[WORK TO DO]
How many lines of the items below contain the string "slope", matching case exactly? Reply with the number alone.

— START RECORDS TO USE —

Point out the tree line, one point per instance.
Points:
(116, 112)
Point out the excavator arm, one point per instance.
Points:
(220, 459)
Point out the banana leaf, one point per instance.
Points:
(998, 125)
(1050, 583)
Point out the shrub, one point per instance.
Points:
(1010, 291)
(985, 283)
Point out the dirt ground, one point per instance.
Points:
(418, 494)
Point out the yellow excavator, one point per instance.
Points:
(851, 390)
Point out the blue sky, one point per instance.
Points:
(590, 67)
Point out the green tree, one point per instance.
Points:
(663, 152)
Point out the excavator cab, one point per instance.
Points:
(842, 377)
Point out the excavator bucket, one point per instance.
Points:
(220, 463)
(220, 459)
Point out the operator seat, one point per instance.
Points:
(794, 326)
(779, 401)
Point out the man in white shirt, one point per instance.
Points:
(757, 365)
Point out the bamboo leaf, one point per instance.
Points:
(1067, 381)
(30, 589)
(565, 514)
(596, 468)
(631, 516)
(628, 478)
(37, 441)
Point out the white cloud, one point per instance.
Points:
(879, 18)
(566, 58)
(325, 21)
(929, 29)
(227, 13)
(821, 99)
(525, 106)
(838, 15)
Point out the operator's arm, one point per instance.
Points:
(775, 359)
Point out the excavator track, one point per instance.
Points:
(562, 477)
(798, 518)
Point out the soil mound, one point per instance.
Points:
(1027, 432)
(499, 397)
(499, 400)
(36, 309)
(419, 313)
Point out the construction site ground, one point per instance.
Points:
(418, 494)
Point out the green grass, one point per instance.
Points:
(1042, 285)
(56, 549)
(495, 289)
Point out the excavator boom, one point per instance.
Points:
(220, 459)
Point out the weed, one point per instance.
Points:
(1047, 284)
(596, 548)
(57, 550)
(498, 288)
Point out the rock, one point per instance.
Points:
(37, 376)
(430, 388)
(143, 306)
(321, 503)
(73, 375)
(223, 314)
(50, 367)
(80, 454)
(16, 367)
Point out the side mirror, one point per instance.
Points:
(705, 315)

— END RECORDS TO USE —
— START RECORDS TO USE —

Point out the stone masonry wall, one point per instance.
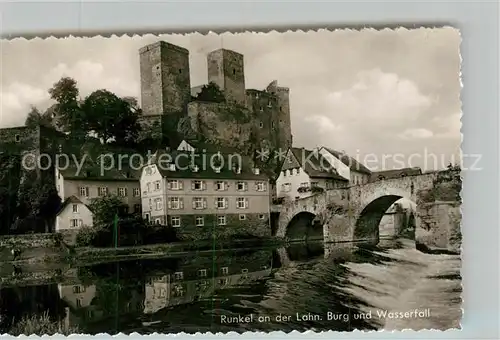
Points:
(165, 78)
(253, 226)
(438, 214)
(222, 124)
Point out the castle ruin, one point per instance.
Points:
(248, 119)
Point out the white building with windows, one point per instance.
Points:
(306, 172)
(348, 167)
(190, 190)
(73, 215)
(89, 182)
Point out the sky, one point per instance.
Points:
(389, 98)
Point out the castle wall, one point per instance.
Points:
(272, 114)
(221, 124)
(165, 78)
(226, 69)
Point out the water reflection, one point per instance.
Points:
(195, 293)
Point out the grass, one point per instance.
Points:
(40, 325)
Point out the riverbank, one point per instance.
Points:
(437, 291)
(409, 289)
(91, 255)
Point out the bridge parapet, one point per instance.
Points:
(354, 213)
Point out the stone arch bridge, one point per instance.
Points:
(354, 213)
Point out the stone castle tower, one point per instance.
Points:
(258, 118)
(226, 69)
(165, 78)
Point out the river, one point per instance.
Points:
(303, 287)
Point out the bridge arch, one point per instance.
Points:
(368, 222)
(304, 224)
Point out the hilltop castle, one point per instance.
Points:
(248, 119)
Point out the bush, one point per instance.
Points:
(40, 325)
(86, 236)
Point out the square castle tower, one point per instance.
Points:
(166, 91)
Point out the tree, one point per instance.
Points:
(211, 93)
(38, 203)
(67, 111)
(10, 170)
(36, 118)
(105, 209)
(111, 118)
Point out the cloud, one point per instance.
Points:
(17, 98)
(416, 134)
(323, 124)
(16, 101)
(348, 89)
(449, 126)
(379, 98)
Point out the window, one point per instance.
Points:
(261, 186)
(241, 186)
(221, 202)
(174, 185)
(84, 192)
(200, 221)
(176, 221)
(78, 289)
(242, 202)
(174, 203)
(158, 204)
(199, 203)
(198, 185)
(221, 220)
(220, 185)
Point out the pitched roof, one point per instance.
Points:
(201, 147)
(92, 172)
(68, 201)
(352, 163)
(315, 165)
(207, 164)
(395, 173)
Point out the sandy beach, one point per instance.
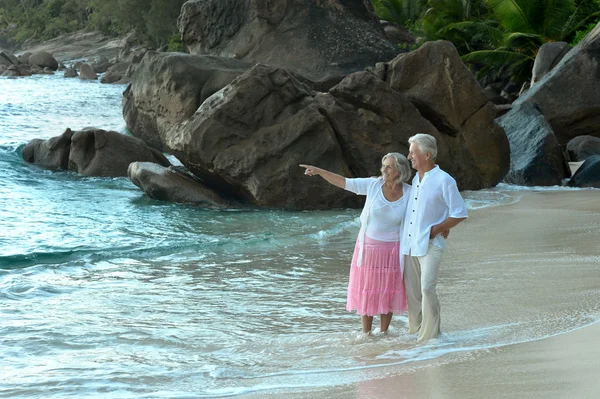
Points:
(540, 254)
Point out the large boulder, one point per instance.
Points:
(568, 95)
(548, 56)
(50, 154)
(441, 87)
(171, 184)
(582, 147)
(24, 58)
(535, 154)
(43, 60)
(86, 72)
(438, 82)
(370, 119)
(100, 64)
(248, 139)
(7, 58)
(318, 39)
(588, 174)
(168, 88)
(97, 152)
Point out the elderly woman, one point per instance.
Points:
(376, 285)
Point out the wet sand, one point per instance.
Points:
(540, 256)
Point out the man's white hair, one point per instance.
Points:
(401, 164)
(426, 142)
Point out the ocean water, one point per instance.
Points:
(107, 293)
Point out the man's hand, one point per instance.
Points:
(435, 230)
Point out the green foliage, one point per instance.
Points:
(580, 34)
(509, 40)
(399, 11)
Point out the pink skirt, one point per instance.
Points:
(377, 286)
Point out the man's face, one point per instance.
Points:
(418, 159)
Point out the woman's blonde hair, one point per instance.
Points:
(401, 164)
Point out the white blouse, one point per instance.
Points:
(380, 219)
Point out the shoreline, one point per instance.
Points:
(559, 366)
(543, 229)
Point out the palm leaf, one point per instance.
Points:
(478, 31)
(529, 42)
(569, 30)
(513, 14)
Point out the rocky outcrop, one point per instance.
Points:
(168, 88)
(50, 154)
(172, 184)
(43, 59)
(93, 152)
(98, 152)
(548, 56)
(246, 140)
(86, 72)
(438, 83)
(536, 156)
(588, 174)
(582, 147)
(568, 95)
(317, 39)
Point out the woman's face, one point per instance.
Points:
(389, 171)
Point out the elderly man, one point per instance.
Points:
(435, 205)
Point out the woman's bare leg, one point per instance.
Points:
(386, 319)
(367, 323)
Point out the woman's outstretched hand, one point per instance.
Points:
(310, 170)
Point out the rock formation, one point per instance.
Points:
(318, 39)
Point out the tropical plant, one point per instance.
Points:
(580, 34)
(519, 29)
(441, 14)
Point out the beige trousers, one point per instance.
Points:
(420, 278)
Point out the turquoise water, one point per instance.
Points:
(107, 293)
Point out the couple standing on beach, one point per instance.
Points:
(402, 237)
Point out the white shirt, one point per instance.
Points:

— END RECORDS TO USE —
— START RECORDS TO USE —

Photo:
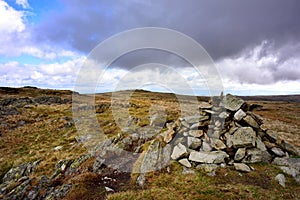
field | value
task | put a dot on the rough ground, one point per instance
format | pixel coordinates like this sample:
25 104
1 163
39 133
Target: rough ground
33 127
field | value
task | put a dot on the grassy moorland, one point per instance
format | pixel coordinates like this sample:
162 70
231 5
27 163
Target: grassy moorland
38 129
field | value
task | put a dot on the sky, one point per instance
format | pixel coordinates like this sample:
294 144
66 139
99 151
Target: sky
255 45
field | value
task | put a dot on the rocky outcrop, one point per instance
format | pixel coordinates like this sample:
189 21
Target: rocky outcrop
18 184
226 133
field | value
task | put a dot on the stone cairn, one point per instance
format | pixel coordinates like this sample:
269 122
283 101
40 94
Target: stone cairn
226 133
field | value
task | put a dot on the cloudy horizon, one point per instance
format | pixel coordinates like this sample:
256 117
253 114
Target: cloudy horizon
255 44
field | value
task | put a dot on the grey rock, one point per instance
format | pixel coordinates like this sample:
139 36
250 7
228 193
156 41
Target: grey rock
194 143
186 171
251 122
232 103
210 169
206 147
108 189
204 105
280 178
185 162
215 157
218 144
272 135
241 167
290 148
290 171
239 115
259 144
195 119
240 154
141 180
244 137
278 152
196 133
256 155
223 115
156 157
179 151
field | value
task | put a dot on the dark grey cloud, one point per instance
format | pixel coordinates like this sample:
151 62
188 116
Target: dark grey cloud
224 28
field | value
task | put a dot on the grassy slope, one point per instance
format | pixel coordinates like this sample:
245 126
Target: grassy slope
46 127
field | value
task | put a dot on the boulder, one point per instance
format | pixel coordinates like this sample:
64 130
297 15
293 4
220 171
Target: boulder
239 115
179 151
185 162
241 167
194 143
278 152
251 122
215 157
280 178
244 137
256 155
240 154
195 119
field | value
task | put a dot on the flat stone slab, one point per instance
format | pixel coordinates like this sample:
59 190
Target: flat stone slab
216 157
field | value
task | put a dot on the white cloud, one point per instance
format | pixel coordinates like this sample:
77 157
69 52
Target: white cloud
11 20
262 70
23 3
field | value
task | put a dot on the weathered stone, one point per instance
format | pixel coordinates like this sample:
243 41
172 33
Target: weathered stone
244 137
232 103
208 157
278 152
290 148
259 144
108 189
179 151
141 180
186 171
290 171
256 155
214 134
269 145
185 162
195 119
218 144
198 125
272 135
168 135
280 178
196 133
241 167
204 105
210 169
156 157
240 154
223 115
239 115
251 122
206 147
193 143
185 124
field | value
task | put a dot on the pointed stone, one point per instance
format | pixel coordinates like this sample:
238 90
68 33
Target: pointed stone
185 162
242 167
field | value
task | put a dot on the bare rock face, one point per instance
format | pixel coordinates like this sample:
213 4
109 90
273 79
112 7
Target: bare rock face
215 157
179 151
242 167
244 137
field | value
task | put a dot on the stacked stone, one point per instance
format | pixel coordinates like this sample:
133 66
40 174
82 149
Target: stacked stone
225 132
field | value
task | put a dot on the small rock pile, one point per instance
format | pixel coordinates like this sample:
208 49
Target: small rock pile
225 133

— END RECORDS TO USE —

[OUTPUT]
2